Stored entries
►

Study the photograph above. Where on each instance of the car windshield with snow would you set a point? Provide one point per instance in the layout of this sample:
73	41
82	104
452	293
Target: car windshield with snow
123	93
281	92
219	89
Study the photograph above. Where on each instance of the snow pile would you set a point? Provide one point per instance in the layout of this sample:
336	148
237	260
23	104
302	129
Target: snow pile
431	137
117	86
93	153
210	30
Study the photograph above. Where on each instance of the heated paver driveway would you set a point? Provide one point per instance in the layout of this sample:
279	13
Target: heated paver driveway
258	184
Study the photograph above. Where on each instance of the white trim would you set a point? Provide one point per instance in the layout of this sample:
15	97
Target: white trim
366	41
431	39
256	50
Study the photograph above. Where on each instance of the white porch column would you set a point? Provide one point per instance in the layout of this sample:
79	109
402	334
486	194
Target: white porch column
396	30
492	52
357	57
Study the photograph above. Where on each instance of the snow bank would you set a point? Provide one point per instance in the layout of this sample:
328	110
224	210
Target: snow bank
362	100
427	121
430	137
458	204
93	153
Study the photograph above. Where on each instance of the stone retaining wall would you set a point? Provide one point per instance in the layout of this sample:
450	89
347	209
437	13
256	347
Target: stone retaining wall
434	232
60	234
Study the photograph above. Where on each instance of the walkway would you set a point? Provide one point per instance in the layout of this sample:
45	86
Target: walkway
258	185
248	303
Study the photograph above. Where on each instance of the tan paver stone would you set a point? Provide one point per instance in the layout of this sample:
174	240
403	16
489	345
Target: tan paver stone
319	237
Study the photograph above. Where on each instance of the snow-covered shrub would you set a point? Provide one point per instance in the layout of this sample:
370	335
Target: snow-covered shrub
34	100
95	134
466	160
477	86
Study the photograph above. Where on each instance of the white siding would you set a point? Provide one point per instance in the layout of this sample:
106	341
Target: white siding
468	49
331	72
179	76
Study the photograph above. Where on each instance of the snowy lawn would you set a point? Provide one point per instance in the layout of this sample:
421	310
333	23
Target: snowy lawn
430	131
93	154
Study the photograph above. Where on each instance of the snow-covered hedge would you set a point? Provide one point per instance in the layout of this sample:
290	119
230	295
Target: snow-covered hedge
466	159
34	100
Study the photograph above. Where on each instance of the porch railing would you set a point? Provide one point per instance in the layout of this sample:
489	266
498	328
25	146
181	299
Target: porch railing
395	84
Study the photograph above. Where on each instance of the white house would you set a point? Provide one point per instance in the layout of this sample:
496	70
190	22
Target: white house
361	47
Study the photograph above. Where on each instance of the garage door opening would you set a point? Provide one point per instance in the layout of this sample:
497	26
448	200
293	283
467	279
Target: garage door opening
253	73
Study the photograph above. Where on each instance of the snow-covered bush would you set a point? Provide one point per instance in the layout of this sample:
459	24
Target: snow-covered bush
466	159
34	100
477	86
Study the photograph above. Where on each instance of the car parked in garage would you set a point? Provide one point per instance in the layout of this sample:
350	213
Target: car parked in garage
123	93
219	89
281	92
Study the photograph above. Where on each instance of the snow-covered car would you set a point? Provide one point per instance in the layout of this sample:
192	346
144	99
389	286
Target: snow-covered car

◄

#### WHAT YOU ARE ASKED TO DO
Reproduce the entries above in full by retyping them exactly.

#### RESULT FOR THIS EXERCISE
Study the photograph above. Where on each instance of the car windshield with snow would you set a point? Provide one point per instance in the layout of this sample:
73	41
82	104
452	293
Target: car windshield with snow
123	93
281	92
219	89
Study the photograph above. Where on each instance of the snow pile would you set a point? Provide one point per instance in the layout of this sample:
336	148
237	260
23	104
302	129
Target: snow pile
431	137
117	86
93	153
210	30
Study the photograph above. Where on each instance of the heated paver driveway would you set a point? Provide one point per instance in the layout of this sample:
279	13
Target: heated paver driveway
258	184
Study the photograph above. Where on each instance of the white trim would you set a point? Provide one point per instance in the layout of this sample:
15	97
Target: white trim
366	41
431	39
256	50
Study the photograph above. Where on each instance of the white porch column would you set a point? Provide one point per instance in the layout of this sample:
79	109
402	334
486	194
Target: white porch column
396	30
492	52
357	57
Study the photograph above. Where on each instance of the snow bank would you set a point? Provide one point per instance in the layout of this sample:
328	110
224	210
Target: snow bank
362	100
427	121
430	137
458	204
93	153
Study the photograph above. Where on each instance of the stone retaining wall would you set a point? Provide one point per instance in the layout of this sample:
450	89
347	209
437	13
256	347
Target: stone retaining wall
434	232
60	234
Study the photograph above. Where on each instance of the walkway would you set a point? Provide one point per instance in the layout of this sample:
45	86
Target: walkway
258	185
248	303
Study the photograph above. Where on each instance of the tan paver stone would you set a point? Provide one point per instance in the layout of this sample:
174	240
403	16
489	345
Target: tan paver stone
319	237
Study the photograph above. Where on each instance of the snow-covered shrub would you set a point? Provide one point per instance in the layout of this sample:
370	335
Target: snow-covered shrub
34	100
95	134
466	160
477	86
Study the photograph above. Where on each instance of the white siding would you set a point? Provide one point per instance in the layout of this sample:
106	341
Target: white siding
468	49
331	72
179	76
Study the photograph above. Where on each instance of the snowy lawn would you set a point? Provide one point per instance in the layout of this sample:
421	310
333	23
Target: snowy lawn
430	131
93	154
Study the photograph above. Where on each instance of the snow-covered hedge would you set a point? Provide one point per instance in the layout of this sample:
290	119
230	295
Target: snow-covered hedge
466	159
34	100
Study the photograph above. Where on each instance of the porch railing would you set a point? Provide one point per instance in the layout of this sample:
489	266
498	328
25	146
181	299
Target: porch railing
395	84
Study the photograph above. Where on each instance of the white house would you set a point? Provide one point per instance in the layout of this sample:
496	70
190	22
Target: white house
361	47
Study the photograph above. Where on each instance of the garage door opening would you set a point? Provide one point per instance in the layout of this sample:
497	26
448	200
293	283
467	279
Target: garage door opening
253	73
Study the photograph above. Where on each instance of the snow-covered bush would you set a point? Provide one point per instance in the layout of this sample:
459	24
Target: snow-covered bush
466	159
34	100
477	86
Study the photograph above. Where on each instance of the car parked in garage would you set a point? Provide one point per instance in the layout of this sample:
350	213
Target: car parked in garage
123	93
219	89
281	92
Study the photograph above. Where on each instance of the snow-covered car would you set a point? Provide one point per instance in the layout of this sample:
192	346
144	99
389	286
Target: snow-covered car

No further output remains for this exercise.